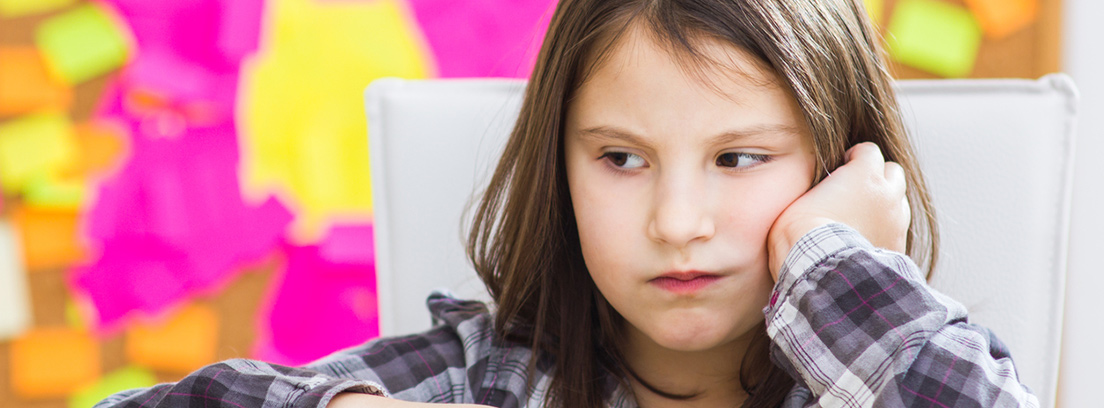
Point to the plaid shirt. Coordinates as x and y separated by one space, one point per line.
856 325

...

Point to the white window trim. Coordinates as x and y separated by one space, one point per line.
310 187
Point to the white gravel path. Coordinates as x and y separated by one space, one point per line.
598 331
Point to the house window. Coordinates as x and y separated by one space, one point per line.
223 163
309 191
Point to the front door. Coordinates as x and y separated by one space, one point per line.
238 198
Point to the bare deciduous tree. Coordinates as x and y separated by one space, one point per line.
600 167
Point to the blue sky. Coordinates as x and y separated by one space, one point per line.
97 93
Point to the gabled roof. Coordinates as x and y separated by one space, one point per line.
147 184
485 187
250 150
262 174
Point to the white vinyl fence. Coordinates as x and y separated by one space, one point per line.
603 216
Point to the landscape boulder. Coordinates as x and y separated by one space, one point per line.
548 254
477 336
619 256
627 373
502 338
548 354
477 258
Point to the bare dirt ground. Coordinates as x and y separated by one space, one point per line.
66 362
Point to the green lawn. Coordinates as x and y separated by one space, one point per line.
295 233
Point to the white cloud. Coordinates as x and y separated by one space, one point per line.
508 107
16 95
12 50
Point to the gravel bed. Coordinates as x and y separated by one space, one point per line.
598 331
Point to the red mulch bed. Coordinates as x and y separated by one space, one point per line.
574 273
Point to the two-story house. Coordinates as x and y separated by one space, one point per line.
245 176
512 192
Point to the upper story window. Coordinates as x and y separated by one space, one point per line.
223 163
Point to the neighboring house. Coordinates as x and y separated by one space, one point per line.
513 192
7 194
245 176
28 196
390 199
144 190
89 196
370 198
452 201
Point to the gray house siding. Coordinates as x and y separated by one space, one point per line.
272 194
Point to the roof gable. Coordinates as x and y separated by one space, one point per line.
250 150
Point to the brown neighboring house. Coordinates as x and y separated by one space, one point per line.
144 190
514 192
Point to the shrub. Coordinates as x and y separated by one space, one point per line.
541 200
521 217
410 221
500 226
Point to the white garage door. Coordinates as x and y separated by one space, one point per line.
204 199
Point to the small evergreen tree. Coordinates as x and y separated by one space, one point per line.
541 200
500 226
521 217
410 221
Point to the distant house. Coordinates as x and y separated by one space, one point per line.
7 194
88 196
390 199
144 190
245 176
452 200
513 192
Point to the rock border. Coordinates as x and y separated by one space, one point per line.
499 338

**Challenge**
Tally the lines above that contain the string "roof", treating uppercase and lowercase as different. Reply with the count alone.

**Exercise result**
2